▸ Data excerpts:
^^^^

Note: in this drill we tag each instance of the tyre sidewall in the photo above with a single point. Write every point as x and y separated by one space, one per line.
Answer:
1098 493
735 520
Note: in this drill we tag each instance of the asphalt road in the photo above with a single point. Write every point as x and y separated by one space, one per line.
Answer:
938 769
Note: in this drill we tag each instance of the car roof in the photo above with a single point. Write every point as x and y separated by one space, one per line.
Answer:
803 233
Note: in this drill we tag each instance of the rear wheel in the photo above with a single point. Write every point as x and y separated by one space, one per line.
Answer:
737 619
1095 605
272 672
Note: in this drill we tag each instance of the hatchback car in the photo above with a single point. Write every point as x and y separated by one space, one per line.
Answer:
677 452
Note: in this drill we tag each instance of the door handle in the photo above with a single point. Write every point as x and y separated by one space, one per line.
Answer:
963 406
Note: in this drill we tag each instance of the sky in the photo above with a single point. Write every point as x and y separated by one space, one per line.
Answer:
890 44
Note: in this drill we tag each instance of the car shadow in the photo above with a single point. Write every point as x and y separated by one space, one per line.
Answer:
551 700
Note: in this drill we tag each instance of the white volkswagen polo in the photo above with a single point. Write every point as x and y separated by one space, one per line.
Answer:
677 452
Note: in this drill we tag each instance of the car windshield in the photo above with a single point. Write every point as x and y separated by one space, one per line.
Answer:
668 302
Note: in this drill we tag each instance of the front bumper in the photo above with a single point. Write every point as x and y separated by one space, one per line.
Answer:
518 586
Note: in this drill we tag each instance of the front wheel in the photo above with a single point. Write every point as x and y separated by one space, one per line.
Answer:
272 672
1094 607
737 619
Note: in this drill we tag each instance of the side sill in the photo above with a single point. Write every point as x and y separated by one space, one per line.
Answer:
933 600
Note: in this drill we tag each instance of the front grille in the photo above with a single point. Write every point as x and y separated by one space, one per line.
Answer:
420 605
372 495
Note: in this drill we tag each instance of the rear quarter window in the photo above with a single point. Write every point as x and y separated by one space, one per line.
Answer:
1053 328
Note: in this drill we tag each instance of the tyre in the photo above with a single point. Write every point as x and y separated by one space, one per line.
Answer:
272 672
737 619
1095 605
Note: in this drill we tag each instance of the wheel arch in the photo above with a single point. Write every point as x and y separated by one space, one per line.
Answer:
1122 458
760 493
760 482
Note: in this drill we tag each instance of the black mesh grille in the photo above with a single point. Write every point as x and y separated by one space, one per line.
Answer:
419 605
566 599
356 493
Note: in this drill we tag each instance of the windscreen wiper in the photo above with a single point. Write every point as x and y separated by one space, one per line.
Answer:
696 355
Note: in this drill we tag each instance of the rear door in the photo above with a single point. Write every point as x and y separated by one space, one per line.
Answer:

^^^^

▸ Task description:
Word for word, restate all of the data shown above.

▸ Written solution:
Note: in this drill we tag each instance of the tyre sidewall in the photo above with a single point. Write every point as x and y separated by one space, one per line.
Answer:
1098 493
735 520
Note: in this drill we tag each instance of the asphalt road in the photo above with a single point. Write every point as x and y separated by one space, one per line.
Answer:
938 769
Note: in this drill we tag each instance of the car roof in the photo above with a single point. Write every point as x and y separated by one space, one per line.
Answer:
803 233
Note: in this drill we tag each instance of the rear wheel in the photo above with a single point. Write every point as x and y separated by one space, one per line.
Answer:
737 619
1095 605
272 672
Note: in this drill we tag each instance of the hatchback car in the photo above with a single point. Write every point as x and y separated by one space, one per line.
Answer:
677 452
Note: in this drill we tag each instance of the door handle in the photo above with a single point. Write every point as x and y separated by one space, one per line.
Answer:
963 406
Note: in this drill we tag each instance of the sky in the photo above with a single point. Write every point as x and y separated by one space, one per line.
Answer:
890 44
Note: in this drill we tag each instance of the car shadow in the photo above with a single point. Write every point as x and y separated by one space, one per line.
Answer:
551 700
Note: in this drill we tag each instance of the white volkswagen polo in the photo above with a single point. Write every point as x and y separated by one space, one per line.
Answer:
677 452
Note: in this drill we tag each instance of the car windshield in the photo above with a single point. Write every point as x and y separated by one space, one per line.
Answer:
668 302
Note: in this drill we tag each instance of the front bumper in the photo above with a single point. Write every point as x and y separated by one space, one per line.
Answer:
518 586
Note: in this drill we tag each instance of the front wheel in the photo above with a single point. Write every point as x and y separated by one space, one per line.
Answer:
272 672
1094 607
737 619
Note: in this drill we tag each instance of the side sill in the photo above with a single point. Write every point as x and y separated by one space, one per line.
Answer:
933 600
Note: in this drill we tag each instance of the front grille in the photo above with a single point. Write every point as x and y separated by one space, one per line.
Answer:
420 605
372 495
Note: in this drill we tag each instance of the rear quarter window in the photo above with a single point. Write every point as x and y separated by one space, one per line.
Answer:
1053 328
Note: in this drill we tag each instance of the tyre in the photo above with a single point. Write every point as x and y separated by one space, one per line.
Answer:
272 672
737 619
1095 605
Note: in this drill we tag each instance of the wheel arch in the photo above with a single point. Write every point as x and y separated by one space, one per line.
Answer:
1122 458
760 493
760 482
Note: in this drill we tag each instance of the black mesh grille in the photo above with a single point. Write every point as x and y separated by one space, one per line.
Answer:
419 605
566 599
356 493
Note: in this drill we tag each instance of the windscreen wiper in the photo above with a single point. Write every point as x and y separated by one space, one per line.
Answer:
696 355
Note: in this drill we tag each instance of the rear door in the photo above with a single point. Write every point as x and y separated by one space, one per line.
Answer:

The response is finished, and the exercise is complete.